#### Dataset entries
=== Begin Enclosure ===

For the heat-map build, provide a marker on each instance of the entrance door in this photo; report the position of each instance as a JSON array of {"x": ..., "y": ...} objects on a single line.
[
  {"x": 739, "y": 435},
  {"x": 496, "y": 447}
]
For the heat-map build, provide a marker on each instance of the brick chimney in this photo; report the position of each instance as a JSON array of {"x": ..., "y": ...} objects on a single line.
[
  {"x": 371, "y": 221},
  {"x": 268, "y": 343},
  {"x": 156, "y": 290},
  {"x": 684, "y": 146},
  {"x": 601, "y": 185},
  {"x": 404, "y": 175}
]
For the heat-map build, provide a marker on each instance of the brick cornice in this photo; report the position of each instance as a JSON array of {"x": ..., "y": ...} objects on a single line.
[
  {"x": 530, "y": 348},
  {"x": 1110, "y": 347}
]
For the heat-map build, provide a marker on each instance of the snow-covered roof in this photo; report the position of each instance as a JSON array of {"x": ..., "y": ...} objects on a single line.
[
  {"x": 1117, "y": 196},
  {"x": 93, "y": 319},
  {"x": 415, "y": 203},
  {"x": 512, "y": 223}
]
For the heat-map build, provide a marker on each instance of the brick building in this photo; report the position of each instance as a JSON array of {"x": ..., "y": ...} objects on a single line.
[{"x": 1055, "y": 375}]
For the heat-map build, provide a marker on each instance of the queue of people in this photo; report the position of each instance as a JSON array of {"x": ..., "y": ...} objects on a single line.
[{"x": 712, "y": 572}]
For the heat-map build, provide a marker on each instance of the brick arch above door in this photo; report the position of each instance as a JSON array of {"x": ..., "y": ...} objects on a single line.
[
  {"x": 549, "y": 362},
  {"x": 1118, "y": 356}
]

=== End Enclosure ===

#### WHAT TO WORK ON
Write out the lines of the records exactly, starting at the one holding "of the queue" and ending with the last line, and include no others.

#### YOUR SOLUTION
For the heat-map build, provide a marker on each instance of the queue of people in this photo; report the position of each instance as a JSON array of {"x": ..., "y": ...} objects on a single line.
[{"x": 712, "y": 572}]
For the heat-map build, provide a marker on each instance of the brick arch above door in this photo; report the position of each instance as a JSON array of {"x": ..., "y": ...} objects on a single line.
[
  {"x": 549, "y": 362},
  {"x": 1118, "y": 356}
]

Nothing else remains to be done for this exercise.